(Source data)

----------------

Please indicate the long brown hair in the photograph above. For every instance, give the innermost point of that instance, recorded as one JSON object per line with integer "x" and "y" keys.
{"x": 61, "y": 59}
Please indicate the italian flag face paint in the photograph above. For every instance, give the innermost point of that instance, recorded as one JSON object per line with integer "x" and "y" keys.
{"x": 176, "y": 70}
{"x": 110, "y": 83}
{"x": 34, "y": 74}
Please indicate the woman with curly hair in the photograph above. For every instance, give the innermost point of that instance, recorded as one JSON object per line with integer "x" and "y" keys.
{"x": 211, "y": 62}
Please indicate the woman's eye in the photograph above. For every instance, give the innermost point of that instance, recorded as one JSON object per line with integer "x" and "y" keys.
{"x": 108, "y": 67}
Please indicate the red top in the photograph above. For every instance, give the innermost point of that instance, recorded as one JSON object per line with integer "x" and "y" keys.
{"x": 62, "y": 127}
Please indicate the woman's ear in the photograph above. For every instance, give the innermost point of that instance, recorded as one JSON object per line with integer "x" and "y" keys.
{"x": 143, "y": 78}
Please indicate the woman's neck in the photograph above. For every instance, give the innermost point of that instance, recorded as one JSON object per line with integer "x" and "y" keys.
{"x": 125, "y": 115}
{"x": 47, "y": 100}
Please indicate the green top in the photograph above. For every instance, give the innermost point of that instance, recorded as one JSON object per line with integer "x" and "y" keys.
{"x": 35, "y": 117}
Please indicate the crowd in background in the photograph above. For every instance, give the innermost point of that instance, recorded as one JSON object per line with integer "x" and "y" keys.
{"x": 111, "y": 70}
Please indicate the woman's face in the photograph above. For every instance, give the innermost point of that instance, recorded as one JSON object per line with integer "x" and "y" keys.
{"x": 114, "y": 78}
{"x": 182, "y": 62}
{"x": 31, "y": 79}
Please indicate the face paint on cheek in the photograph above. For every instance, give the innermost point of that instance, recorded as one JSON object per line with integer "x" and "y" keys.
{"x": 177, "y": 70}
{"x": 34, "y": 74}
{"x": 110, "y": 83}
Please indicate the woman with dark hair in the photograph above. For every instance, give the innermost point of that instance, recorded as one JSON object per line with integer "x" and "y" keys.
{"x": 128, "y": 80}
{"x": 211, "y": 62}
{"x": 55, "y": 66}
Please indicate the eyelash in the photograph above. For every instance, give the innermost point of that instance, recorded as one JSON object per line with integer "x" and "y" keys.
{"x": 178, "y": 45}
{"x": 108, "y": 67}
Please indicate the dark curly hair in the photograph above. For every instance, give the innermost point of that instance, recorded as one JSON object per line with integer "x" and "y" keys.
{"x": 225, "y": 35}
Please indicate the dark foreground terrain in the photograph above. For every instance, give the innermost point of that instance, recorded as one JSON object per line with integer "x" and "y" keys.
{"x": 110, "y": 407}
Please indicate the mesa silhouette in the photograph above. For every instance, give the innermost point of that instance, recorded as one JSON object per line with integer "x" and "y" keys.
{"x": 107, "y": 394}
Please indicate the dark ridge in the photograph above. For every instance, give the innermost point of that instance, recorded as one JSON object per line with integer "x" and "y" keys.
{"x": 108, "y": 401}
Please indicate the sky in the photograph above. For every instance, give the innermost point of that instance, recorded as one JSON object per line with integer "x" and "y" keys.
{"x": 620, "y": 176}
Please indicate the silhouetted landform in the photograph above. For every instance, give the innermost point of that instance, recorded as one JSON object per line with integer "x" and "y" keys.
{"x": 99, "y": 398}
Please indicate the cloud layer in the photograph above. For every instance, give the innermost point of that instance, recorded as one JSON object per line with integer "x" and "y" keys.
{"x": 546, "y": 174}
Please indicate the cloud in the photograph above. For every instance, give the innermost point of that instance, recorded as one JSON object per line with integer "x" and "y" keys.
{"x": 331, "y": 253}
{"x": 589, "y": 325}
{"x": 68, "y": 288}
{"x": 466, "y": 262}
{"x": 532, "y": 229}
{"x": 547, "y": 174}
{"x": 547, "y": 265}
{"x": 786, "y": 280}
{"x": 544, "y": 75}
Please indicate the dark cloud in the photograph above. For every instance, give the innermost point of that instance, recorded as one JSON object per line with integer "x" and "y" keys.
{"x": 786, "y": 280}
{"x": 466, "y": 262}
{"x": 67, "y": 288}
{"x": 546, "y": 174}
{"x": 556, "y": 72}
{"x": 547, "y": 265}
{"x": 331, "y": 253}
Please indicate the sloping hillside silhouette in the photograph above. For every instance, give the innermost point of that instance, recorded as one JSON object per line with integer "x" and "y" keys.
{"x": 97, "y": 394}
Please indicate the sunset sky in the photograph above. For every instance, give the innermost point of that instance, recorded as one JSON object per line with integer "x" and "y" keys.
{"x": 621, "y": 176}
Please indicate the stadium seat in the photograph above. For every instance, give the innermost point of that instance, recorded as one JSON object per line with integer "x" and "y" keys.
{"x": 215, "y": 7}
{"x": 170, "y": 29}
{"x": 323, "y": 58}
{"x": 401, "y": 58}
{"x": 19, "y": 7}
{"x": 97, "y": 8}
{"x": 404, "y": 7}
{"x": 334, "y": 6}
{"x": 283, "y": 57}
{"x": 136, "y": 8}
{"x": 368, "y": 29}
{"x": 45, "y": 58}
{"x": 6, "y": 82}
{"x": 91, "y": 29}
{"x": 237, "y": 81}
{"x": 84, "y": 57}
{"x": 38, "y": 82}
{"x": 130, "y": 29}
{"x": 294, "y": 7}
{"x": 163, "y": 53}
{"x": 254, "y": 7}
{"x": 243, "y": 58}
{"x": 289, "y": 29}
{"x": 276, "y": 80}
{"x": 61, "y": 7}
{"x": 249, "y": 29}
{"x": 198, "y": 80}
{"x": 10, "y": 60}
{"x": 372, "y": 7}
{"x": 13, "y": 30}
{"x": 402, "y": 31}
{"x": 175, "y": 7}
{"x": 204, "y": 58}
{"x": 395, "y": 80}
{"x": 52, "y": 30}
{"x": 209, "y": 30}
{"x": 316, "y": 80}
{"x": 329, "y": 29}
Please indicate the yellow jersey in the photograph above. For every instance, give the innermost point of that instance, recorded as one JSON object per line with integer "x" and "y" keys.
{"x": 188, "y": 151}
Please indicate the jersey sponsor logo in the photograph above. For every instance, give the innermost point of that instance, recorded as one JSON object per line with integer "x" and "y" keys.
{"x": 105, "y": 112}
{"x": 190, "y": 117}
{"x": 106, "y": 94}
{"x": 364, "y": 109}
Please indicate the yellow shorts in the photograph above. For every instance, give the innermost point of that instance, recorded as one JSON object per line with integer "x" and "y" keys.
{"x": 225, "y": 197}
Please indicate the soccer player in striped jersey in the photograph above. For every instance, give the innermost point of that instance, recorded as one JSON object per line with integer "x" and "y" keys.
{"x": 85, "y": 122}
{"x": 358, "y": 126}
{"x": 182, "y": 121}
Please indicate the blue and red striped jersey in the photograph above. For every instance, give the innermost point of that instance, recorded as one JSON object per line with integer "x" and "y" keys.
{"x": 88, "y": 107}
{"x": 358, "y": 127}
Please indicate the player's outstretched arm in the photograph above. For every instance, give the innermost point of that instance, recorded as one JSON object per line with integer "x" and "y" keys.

----------------

◆ WORK ITEM
Please set down all of the records exactly.

◆ EXERCISE SOLUTION
Please indicate the long brown hair in the photograph above. For every instance, give the innermost point of that instance, recorded as one JSON object per line with integer "x" and "y" keys.
{"x": 61, "y": 59}
Please indicate the italian flag face paint in the photograph above. For every instance, give the innermost point of that instance, recorded as one JSON object per line with integer "x" and "y" keys.
{"x": 176, "y": 70}
{"x": 110, "y": 83}
{"x": 34, "y": 74}
Please indicate the woman with curly hair in the photograph above. For every instance, give the innermost point of that instance, recorded as one JSON object per line with integer "x" and "y" keys.
{"x": 211, "y": 62}
Please indicate the woman's eye in the photograph above. For every instance, give the innermost point of that instance, recorded as one JSON object per line with integer "x" and "y" keys.
{"x": 108, "y": 67}
Please indicate the red top in the photograph above. For every instance, give the innermost point of that instance, recorded as one JSON object per line with integer "x" and "y" keys.
{"x": 62, "y": 127}
Please indicate the woman's ear in the photograph above. For every instance, give the innermost point of that instance, recorded as one JSON object per line with integer "x" and "y" keys.
{"x": 143, "y": 78}
Please indicate the woman's neck in the photograph above. For every instance, give the innermost point of that instance, recorded as one JSON object per line with integer "x" and "y" keys.
{"x": 125, "y": 115}
{"x": 47, "y": 100}
Please indicate the green top in the photograph above. For every instance, give the innermost point of that instance, recorded as one JSON object per line with integer "x" and "y" keys.
{"x": 35, "y": 117}
Please indicate the crowd in background in the photograph above. For every instance, give the innermost point of that instance, recorded as one JSON object per line with integer "x" and "y" keys.
{"x": 111, "y": 70}
Please indicate the woman's face in the photograph above. For every instance, give the innermost point of that instance, recorded as one JSON object per line with integer "x" and "y" keys.
{"x": 114, "y": 78}
{"x": 182, "y": 62}
{"x": 31, "y": 79}
Please indicate the face paint on cheek in the photograph above. For every instance, give the innermost point of that instance, recorded as one JSON object per line with integer "x" and "y" keys.
{"x": 177, "y": 70}
{"x": 34, "y": 74}
{"x": 110, "y": 83}
Please indicate the woman with dark hair in the photograph above. For every instance, give the innermost point of that instance, recorded as one JSON object per line with integer "x" and "y" keys.
{"x": 128, "y": 80}
{"x": 211, "y": 62}
{"x": 55, "y": 66}
Please indicate the eyelash in the photograph above. For every instance, give the innermost point of that instance, recorded as one JSON object per line with integer "x" and "y" keys.
{"x": 178, "y": 45}
{"x": 108, "y": 67}
Please indicate the dark curly hair in the photograph above. For every instance, give the innermost point of that instance, recorded as one JSON object per line with integer "x" and "y" keys.
{"x": 225, "y": 35}
Please indicate the dark foreground terrain in the photograph above. For every instance, give the innermost point of that instance, recorded as one JSON object per line with integer "x" and "y" keys.
{"x": 110, "y": 407}
Please indicate the mesa silhouette in the photograph above. For every instance, give the innermost point of that instance, recorded as one JSON object per line with integer "x" and "y" keys.
{"x": 107, "y": 394}
Please indicate the dark ridge in the photograph above. For every instance, give the innermost point of that instance, recorded as one JSON object per line with integer "x" and "y" keys.
{"x": 108, "y": 401}
Please indicate the sky in the photograph above. For every instance, give the innermost point of that instance, recorded as one JSON object per line with integer "x" and "y" keys.
{"x": 620, "y": 176}
Please indicate the silhouetted landform in the photograph above. For every instance, give the innermost point of that instance, recorded as one JSON object per line with integer "x" and "y" keys.
{"x": 99, "y": 398}
Please indicate the cloud layer in the photograph above. For every instance, give the innermost point of that instance, recorded as one JSON object per line with integer "x" and "y" keys.
{"x": 546, "y": 174}
Please indicate the cloud in the photograph above. For every instance, give the innermost point of that instance, recorded as one JSON object per line with integer "x" and "y" keys.
{"x": 331, "y": 253}
{"x": 589, "y": 325}
{"x": 68, "y": 288}
{"x": 466, "y": 262}
{"x": 532, "y": 229}
{"x": 547, "y": 174}
{"x": 547, "y": 265}
{"x": 786, "y": 280}
{"x": 544, "y": 75}
Please indicate the dark cloud in the photograph above. For every instance, give the innermost point of that instance, recorded as one JSON object per line with integer "x" and "y" keys.
{"x": 786, "y": 280}
{"x": 466, "y": 262}
{"x": 67, "y": 288}
{"x": 546, "y": 174}
{"x": 556, "y": 72}
{"x": 547, "y": 265}
{"x": 331, "y": 253}
Please indicate the sloping hillside silhouette in the photograph above. For every instance, give the innermost point of that instance, recorded as one JSON object per line with integer "x" and "y" keys.
{"x": 97, "y": 394}
Please indicate the sunset sky in the photograph above. For every instance, give the innermost point of that instance, recorded as one JSON object per line with integer "x" and "y" keys.
{"x": 621, "y": 176}
Please indicate the stadium seat in the photograph above. For every instance, give the innermost point of that instance, recorded as one JSON object per line with integer "x" and "y" keys.
{"x": 215, "y": 7}
{"x": 170, "y": 29}
{"x": 323, "y": 58}
{"x": 401, "y": 58}
{"x": 19, "y": 7}
{"x": 97, "y": 8}
{"x": 404, "y": 7}
{"x": 334, "y": 6}
{"x": 283, "y": 57}
{"x": 136, "y": 8}
{"x": 368, "y": 29}
{"x": 45, "y": 58}
{"x": 6, "y": 82}
{"x": 91, "y": 29}
{"x": 237, "y": 81}
{"x": 84, "y": 57}
{"x": 38, "y": 82}
{"x": 130, "y": 29}
{"x": 294, "y": 7}
{"x": 163, "y": 53}
{"x": 254, "y": 7}
{"x": 243, "y": 58}
{"x": 289, "y": 29}
{"x": 276, "y": 80}
{"x": 61, "y": 7}
{"x": 249, "y": 29}
{"x": 198, "y": 80}
{"x": 10, "y": 60}
{"x": 372, "y": 7}
{"x": 13, "y": 30}
{"x": 402, "y": 31}
{"x": 175, "y": 7}
{"x": 204, "y": 58}
{"x": 395, "y": 80}
{"x": 52, "y": 30}
{"x": 209, "y": 30}
{"x": 316, "y": 80}
{"x": 329, "y": 29}
Please indicate the yellow jersey in the photograph above. For every instance, give the innermost point of that instance, recorded as one JSON object per line with integer "x" and "y" keys.
{"x": 188, "y": 151}
Please indicate the jersey sponsor logo in the photograph above. For every instance, give the innermost point of that instance, recorded as one JSON object per line with integer "x" and "y" keys.
{"x": 105, "y": 112}
{"x": 190, "y": 117}
{"x": 106, "y": 94}
{"x": 364, "y": 109}
Please indicate the yellow shorts in the photograph above. For every instance, give the innermost point of that instance, recorded as one JSON object per line with integer "x" and "y" keys.
{"x": 225, "y": 197}
Please indicate the soccer player in striped jersey in the photograph above. For every instance, give the innermost point of that instance, recorded as one JSON object per line with integer "x" and "y" keys.
{"x": 85, "y": 122}
{"x": 358, "y": 126}
{"x": 182, "y": 121}
Please indicate the blue and red striped jersey in the photograph above. For every instance, give the innermost point of that instance, recorded as one JSON object per line with integer "x" and "y" keys.
{"x": 88, "y": 107}
{"x": 358, "y": 127}
Please indicate the player's outstretched arm in the photograph above. For every instance, give the innermost point of that instance, recorded as one JSON object per line with integer "x" and "y" keys.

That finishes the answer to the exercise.